Description of the task: Copy the Massachusetts medical marijuana interview from "BOSTON — Massachusetts" through "the selection process.", replacing "licenses" with "permits".

(Source passage)

BOSTON — Massachusetts officials on Thursday approved 20 medical marijuana dispensary licenses in 19 communities, and invited eight additional applicants to reapply for other locations.
Karen van Unen, director of the state’s medical marijuana program, joined WBUR’s All Things Considered host Sacha Pfeiffer to explain how the licenses were awarded.
She said that how evenly the dispensaries would be spread around the state was factored into the selection process.
Karen van Unen: The geographical distribution was absolutely key, but just as important was that we wanted everybody in Massachusetts, every patient in Massachusetts, to have access to high-quality services, and we weren’t prepared to settle for applications or corporations and companies that we did not believe would be able to meet the needs of the community and the patients. And the selection committee picked 28 applications that we firmly believe will be able to provide the services in a high-quality, safe and efficient manner to the patients in the locations. The balance of the 100 are not selected at this time to have a provisional license.
Sacha Pfeiffer: Do you assume that eventually you will award all of the 35 that you have the ability to award?
What we’re focused on right now is getting the 20 up and running now that we know who they are. The other focus is on getting the four counties who do not have a recommended dispensary — get them set up. And then we are going to focus on operationalizing the program so that we can better understand what the needs are and the demand.
Some of the applicants were from states that already have medical marijuana dispensaries, like California and Colorado. Did they end up having an advantage because they already have experience in this area?
We were asking applicants to respond to items that we believe would make them successful, and certainly management experience was one of them. Having a location was one of them. Their security plans was another one. Their financial capacities, their operating plans, their business plans are all elements that we looked at in the context of geographic equity, access for patients, and support of local community. And based on all those elements, the selection committee made recommendations to myself.
For people who will want to buy medical marijuana from these dispensaries, where does the process stand in terms of registering with the state or whatever else will be required?
That’s a key piece. And, especially moving forward as we roll out the program, we will be launching the web-based registration and certification system where physicians need to register so they can certify a patient. Patients who are certified need to register, and then the dispensaries will be able to see if a patient is registered and thus have a certification so they can dispense. And that tool, that registration system, is going to be key as we move forward in informing the business direction and supply and demand.
And when is the soonest you expect one of the licensed dispensaries to open?
That was a key question as part of the application process, and most of the applicants responded that they are looking to open come summer. So we envision that in the summer we’ll have some of the dispensaries, some of the 20, at least, be able to open up. And, in fact, even the 8 applicants that will be submitting updated materials, we’re hoping to make a decision on those early June.

(End Source passage)
(Dataset excerpts)

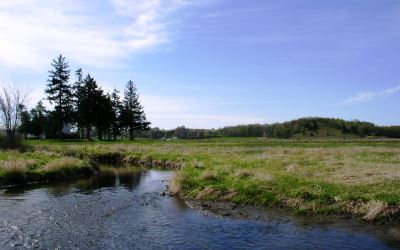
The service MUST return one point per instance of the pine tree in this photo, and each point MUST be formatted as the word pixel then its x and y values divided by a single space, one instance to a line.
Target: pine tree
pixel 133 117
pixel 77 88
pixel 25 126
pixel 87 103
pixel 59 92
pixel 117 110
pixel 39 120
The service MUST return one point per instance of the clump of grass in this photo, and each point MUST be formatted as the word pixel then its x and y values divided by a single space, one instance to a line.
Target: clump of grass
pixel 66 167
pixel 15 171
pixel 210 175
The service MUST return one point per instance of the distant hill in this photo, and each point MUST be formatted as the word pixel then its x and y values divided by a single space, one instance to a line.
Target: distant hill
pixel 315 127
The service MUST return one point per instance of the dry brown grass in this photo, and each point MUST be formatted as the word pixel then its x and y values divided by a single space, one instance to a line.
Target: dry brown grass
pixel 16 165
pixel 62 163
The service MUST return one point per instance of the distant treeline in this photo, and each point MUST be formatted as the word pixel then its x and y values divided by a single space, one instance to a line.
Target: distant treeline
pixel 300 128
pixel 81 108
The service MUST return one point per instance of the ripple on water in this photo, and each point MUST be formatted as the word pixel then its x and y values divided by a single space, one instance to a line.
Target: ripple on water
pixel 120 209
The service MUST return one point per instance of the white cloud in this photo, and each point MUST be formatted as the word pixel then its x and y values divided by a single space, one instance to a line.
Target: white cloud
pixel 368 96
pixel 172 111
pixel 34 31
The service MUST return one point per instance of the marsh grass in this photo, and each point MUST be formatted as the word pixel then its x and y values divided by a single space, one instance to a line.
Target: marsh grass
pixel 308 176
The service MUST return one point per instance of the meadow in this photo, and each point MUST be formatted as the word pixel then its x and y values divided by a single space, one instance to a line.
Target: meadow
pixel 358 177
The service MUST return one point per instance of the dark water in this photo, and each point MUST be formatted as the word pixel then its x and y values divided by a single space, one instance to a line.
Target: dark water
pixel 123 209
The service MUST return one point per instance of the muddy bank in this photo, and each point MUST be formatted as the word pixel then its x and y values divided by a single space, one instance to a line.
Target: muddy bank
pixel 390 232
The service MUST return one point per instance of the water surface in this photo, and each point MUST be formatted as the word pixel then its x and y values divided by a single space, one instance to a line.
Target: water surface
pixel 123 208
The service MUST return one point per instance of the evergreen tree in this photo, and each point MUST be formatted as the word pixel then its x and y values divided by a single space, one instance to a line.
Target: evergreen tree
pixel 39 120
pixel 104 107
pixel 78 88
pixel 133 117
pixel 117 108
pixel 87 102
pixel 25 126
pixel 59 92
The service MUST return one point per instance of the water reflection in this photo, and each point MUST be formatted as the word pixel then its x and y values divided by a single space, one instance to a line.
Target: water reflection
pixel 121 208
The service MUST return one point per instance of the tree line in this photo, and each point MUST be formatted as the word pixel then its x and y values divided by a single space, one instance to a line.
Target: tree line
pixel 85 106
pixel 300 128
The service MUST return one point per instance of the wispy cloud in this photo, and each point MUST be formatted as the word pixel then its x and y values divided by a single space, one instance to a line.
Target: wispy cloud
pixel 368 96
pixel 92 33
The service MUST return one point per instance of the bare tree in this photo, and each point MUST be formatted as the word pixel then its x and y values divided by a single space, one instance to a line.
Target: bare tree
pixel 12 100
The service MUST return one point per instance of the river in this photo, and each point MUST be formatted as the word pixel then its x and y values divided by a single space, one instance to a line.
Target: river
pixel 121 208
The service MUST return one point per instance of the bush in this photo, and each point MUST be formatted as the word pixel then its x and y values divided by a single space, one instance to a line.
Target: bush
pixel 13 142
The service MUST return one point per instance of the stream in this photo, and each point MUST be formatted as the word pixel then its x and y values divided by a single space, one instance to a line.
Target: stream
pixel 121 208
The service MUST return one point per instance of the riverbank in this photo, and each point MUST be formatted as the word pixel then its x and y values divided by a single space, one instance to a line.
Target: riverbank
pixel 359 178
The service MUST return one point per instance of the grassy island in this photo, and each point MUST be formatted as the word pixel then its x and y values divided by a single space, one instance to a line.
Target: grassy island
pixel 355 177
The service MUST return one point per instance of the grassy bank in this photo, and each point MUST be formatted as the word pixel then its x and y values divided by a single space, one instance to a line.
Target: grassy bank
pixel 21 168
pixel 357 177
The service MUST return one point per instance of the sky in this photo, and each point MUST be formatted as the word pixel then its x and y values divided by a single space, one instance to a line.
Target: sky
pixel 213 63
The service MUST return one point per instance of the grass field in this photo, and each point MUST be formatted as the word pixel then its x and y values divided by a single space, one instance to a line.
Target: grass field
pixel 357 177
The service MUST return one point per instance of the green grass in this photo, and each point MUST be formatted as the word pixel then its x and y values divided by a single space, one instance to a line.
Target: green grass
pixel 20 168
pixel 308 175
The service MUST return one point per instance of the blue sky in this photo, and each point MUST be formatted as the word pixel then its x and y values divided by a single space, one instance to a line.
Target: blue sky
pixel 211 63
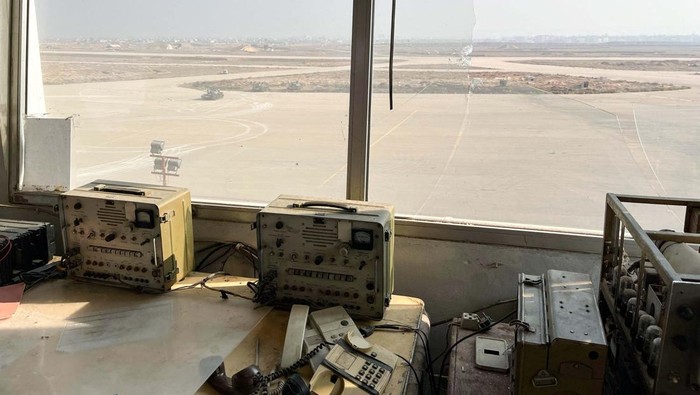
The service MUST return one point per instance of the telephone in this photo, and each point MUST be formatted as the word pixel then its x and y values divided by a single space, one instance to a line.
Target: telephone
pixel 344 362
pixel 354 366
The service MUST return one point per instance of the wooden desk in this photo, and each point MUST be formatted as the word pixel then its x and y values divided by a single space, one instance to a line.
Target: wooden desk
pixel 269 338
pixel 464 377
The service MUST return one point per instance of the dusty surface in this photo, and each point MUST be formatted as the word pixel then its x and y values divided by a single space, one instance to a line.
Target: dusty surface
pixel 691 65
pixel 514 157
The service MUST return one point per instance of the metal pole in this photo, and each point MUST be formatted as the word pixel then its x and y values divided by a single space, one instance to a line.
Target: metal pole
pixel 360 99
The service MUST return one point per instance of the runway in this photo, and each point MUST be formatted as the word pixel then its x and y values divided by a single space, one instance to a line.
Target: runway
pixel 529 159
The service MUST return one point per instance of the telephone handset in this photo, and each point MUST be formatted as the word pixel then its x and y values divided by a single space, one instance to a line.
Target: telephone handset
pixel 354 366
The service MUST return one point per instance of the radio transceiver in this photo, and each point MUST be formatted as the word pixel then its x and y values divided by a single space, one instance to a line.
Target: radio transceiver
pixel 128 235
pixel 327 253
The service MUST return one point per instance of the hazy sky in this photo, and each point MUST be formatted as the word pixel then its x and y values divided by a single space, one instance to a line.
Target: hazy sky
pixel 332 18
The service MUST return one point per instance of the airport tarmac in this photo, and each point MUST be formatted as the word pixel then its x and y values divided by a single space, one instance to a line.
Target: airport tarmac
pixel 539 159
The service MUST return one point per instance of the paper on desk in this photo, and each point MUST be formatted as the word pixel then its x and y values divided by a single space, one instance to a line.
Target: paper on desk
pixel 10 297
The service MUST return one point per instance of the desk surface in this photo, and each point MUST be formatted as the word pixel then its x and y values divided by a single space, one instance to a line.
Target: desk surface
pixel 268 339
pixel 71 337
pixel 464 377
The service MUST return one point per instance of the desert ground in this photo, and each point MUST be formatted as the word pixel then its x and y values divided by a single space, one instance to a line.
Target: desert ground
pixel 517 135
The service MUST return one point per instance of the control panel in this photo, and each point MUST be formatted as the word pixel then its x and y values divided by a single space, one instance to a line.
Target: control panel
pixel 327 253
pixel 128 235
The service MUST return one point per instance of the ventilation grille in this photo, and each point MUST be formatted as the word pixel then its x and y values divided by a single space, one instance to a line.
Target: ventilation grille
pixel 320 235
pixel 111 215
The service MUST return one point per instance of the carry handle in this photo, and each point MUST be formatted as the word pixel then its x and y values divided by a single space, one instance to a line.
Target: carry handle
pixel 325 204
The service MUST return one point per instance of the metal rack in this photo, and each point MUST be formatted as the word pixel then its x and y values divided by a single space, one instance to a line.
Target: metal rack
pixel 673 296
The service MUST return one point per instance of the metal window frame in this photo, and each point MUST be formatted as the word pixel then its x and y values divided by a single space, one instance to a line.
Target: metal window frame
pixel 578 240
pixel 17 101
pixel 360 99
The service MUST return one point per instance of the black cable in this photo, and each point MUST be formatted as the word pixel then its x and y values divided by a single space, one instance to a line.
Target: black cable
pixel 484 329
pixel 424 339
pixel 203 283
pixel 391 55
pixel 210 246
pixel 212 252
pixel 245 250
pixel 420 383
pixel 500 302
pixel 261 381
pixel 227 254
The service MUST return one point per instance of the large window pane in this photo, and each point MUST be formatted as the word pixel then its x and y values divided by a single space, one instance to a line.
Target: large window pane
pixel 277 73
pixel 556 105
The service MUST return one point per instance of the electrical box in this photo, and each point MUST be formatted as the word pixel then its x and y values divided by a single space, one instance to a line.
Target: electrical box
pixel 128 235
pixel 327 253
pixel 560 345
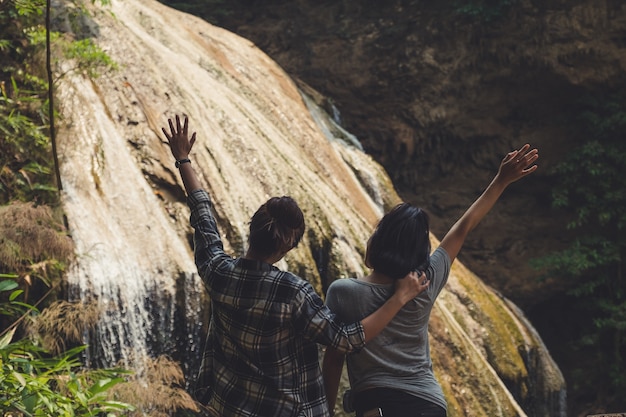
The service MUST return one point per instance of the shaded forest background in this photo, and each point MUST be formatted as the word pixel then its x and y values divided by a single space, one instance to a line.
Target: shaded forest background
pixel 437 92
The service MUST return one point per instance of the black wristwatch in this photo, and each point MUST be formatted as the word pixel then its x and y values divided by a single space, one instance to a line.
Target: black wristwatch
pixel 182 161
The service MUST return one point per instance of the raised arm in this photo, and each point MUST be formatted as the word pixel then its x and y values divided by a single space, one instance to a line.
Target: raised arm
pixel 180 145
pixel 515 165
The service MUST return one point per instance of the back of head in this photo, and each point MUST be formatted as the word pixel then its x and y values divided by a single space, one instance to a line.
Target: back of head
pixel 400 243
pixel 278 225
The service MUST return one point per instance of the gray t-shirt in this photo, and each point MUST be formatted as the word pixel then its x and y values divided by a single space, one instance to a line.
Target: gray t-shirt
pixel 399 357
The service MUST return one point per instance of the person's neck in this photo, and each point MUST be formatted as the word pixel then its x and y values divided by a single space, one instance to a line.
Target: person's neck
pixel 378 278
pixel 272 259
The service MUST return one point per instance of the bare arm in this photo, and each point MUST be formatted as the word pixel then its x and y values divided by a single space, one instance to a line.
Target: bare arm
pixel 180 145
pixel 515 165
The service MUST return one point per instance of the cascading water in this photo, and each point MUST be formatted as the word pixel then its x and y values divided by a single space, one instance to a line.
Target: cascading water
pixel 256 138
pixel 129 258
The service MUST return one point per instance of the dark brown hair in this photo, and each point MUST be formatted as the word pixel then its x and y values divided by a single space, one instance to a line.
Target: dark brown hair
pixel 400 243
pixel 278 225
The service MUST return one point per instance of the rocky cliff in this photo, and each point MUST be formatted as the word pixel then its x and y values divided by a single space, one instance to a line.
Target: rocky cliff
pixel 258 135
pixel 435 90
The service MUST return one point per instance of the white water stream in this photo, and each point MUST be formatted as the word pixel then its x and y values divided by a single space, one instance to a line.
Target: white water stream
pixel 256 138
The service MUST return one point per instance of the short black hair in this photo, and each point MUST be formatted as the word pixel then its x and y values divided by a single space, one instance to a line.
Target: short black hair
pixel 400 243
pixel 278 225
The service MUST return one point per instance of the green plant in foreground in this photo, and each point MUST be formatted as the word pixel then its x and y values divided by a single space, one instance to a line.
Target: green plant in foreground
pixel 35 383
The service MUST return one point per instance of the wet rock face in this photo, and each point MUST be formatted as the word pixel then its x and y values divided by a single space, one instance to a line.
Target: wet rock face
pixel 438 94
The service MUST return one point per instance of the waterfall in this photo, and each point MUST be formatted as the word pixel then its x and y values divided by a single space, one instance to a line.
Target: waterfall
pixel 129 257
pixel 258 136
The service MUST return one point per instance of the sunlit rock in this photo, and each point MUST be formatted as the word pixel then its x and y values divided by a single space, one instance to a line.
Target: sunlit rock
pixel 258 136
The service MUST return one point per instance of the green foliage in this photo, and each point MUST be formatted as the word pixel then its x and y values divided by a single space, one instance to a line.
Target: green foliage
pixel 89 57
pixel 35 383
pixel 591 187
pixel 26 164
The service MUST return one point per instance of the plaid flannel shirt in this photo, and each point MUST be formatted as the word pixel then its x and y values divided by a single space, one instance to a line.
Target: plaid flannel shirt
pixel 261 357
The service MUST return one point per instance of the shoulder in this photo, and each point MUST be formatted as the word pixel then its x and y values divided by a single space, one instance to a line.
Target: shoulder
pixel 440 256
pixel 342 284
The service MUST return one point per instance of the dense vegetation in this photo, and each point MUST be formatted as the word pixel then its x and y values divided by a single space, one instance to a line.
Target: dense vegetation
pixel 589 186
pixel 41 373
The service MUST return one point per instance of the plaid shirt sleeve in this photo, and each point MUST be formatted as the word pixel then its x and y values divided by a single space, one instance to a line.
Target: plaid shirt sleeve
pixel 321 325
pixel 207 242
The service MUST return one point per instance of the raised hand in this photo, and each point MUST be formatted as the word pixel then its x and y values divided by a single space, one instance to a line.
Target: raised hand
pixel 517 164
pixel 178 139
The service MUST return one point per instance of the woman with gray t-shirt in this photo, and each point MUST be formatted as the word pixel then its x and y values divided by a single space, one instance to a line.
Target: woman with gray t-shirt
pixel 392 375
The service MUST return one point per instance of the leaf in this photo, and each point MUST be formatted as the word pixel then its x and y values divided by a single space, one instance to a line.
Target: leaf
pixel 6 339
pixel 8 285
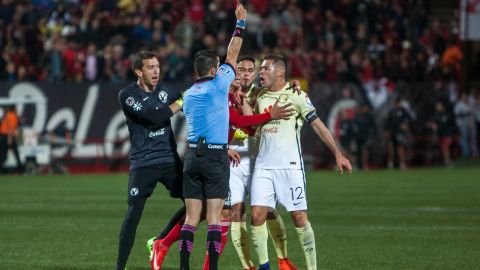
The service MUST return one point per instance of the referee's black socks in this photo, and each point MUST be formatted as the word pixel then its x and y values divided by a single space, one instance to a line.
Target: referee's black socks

(End Dataset excerpts)

Expected answer:
BOSTON — Massachusetts officials on Thursday approved 20 medical marijuana dispensary permits in 19 communities, and invited eight additional applicants to reapply for other locations.
Karen van Unen, director of the state’s medical marijuana program, joined WBUR’s All Things Considered host Sacha Pfeiffer to explain how the permits were awarded.
She said that how evenly the dispensaries would be spread around the state was factored into the selection process.